WRITTEN REQUEST
Output the lines of the records from the one containing "Where can the small white" through the last, both ends included. Leave pictures out.

──────── DATASET ────────

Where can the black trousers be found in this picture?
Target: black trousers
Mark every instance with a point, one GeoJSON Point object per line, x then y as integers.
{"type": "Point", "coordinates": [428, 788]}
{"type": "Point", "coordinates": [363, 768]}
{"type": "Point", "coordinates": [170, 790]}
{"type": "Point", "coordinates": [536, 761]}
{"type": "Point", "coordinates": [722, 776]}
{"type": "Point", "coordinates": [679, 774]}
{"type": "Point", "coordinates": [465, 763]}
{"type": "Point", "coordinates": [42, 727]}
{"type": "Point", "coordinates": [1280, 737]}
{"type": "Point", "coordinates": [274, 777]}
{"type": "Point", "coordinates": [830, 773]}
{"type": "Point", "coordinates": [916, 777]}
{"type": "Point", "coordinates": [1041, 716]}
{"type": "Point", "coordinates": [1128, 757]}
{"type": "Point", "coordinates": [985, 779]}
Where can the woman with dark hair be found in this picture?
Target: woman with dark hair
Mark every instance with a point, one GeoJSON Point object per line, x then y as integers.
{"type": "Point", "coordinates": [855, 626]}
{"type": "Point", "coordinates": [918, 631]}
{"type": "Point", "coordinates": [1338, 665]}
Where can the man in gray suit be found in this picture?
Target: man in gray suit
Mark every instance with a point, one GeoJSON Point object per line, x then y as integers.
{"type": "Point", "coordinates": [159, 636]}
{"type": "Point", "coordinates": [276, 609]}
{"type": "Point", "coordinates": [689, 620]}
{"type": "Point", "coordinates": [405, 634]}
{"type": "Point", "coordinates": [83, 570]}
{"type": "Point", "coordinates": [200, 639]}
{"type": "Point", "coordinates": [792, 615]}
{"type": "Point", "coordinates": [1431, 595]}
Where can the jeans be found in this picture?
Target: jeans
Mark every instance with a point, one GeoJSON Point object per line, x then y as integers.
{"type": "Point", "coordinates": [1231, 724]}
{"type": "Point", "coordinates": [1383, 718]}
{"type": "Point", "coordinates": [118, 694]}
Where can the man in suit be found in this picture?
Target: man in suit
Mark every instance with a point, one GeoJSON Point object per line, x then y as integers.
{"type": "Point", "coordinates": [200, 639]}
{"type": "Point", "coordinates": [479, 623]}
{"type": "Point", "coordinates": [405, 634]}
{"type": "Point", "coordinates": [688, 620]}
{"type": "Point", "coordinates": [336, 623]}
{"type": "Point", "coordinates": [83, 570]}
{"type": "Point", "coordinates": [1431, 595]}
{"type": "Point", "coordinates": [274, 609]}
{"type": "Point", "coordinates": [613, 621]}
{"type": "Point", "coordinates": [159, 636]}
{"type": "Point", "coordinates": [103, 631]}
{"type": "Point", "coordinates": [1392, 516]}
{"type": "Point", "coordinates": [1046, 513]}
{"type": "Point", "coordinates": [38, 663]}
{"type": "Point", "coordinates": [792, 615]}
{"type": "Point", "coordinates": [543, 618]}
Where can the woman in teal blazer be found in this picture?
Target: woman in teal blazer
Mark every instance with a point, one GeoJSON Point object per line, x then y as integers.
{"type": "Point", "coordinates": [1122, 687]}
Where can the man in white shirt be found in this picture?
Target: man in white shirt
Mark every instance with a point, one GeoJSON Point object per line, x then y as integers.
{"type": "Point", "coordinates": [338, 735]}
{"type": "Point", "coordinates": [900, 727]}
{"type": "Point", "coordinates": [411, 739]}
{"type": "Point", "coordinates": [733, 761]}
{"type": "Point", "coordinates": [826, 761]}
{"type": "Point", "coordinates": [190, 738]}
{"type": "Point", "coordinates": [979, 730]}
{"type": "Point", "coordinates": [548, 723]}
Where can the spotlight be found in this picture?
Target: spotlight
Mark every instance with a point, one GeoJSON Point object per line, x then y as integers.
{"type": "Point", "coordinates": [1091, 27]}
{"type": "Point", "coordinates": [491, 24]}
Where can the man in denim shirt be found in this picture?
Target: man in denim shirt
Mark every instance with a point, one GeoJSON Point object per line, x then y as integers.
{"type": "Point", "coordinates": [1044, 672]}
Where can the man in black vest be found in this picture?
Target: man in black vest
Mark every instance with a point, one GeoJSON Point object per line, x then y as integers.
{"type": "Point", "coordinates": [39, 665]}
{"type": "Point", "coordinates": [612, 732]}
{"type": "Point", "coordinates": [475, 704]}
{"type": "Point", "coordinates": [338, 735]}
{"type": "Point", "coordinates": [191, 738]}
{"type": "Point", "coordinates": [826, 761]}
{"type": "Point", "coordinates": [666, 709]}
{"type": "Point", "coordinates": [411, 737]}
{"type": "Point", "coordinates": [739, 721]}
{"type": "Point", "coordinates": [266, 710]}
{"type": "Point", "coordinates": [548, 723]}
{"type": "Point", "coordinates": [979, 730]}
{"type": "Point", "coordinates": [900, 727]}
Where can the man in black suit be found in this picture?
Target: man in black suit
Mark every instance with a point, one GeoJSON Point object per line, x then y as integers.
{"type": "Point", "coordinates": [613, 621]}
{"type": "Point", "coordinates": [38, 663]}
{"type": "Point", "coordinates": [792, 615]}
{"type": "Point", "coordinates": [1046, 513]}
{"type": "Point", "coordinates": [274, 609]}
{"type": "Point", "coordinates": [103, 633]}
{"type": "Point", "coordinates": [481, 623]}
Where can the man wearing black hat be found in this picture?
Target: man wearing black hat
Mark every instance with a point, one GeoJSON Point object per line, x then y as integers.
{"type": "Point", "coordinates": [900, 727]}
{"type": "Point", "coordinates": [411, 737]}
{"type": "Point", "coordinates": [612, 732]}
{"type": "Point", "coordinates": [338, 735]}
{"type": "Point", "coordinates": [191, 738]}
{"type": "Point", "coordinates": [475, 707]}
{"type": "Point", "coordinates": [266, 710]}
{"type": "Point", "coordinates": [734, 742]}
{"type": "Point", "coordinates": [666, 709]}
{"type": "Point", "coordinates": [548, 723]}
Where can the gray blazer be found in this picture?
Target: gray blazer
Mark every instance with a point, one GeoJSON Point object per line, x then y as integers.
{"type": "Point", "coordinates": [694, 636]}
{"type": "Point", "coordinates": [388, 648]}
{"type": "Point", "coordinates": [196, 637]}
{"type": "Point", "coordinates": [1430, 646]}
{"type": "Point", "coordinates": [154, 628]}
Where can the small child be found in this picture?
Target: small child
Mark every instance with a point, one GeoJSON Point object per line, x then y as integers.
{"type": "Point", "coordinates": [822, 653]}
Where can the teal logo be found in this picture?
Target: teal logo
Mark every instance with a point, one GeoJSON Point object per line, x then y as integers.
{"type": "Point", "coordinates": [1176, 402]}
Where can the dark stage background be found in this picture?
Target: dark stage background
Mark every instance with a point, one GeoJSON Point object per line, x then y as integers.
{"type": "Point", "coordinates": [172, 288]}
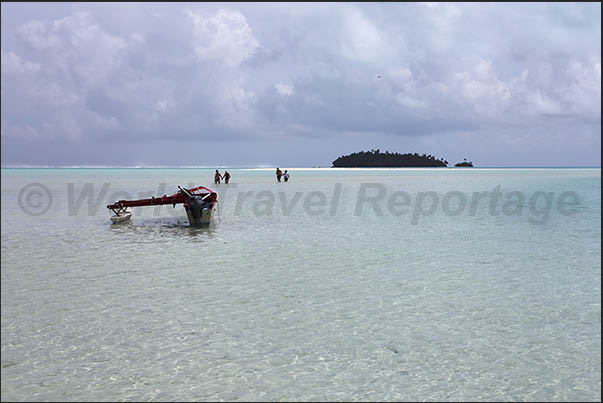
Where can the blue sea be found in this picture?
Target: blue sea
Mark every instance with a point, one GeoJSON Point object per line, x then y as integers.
{"type": "Point", "coordinates": [338, 285]}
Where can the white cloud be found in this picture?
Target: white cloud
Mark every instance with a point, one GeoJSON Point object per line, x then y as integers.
{"type": "Point", "coordinates": [225, 37]}
{"type": "Point", "coordinates": [284, 90]}
{"type": "Point", "coordinates": [13, 64]}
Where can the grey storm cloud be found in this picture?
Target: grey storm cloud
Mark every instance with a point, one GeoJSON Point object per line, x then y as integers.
{"type": "Point", "coordinates": [508, 76]}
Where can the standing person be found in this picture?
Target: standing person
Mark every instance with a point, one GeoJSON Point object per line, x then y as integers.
{"type": "Point", "coordinates": [278, 174]}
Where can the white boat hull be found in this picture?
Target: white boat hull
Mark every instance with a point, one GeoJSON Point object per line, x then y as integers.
{"type": "Point", "coordinates": [123, 217]}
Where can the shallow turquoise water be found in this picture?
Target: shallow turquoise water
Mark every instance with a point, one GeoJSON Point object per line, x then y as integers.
{"type": "Point", "coordinates": [304, 290]}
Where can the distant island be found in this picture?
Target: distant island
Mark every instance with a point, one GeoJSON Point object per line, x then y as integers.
{"type": "Point", "coordinates": [464, 164]}
{"type": "Point", "coordinates": [377, 159]}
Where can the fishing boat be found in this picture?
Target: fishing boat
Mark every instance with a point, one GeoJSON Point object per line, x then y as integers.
{"type": "Point", "coordinates": [121, 215]}
{"type": "Point", "coordinates": [199, 204]}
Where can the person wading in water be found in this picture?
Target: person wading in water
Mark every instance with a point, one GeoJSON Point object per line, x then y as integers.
{"type": "Point", "coordinates": [278, 174]}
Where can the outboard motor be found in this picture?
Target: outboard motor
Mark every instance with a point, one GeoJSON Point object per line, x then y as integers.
{"type": "Point", "coordinates": [198, 211]}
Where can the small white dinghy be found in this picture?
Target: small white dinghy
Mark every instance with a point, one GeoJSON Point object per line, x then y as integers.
{"type": "Point", "coordinates": [122, 215]}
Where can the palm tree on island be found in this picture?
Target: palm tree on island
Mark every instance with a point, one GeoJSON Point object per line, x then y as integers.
{"type": "Point", "coordinates": [377, 159]}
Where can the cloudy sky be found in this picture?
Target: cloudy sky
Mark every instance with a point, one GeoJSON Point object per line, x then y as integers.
{"type": "Point", "coordinates": [300, 84]}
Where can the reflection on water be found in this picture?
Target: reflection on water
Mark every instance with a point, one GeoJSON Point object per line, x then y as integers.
{"type": "Point", "coordinates": [295, 307]}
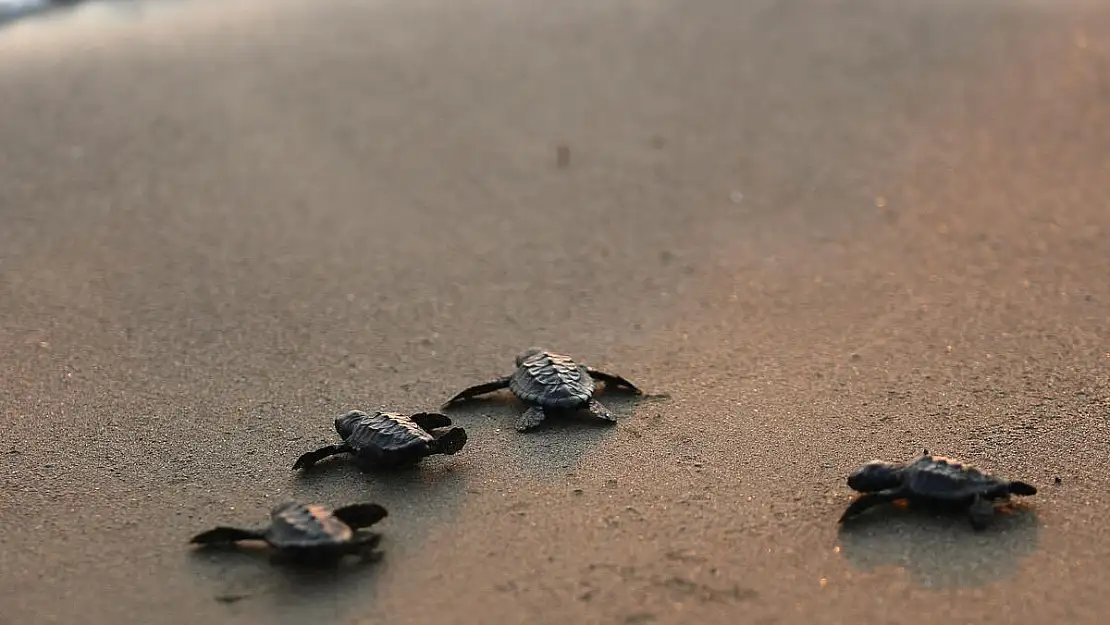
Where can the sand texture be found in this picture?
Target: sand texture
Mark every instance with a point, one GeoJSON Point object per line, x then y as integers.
{"type": "Point", "coordinates": [829, 231]}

────────

RESULT OF THIS TASK
Where can the small white dinghy be found in this picture?
Target: small white dinghy
Mark every instance with a point, one GeoJSON Point object per line, x then y as integers.
{"type": "Point", "coordinates": [122, 215]}
Where can the palm tree on island be found in this picture?
Target: palm tree on island
Mark every instance with a point, one GeoJSON Point object per line, x then y as integers.
{"type": "Point", "coordinates": [377, 159]}
Where can the cloudy sky be found in this picture?
Target: cloudy sky
Mark every instance with a point, one GeoJSON Point object per line, x then y as integers.
{"type": "Point", "coordinates": [300, 84]}
Where can the reflection on water be found in this picture?
Target: reflection on water
Mark every instance with a point, one GeoJSON Point object per line, x then y as integers.
{"type": "Point", "coordinates": [295, 307]}
Where can the sand texture be found in this picture?
Target: sand texture
Mark every instance with a point, one GeoJSON Point object per line, x then y as integers.
{"type": "Point", "coordinates": [829, 231]}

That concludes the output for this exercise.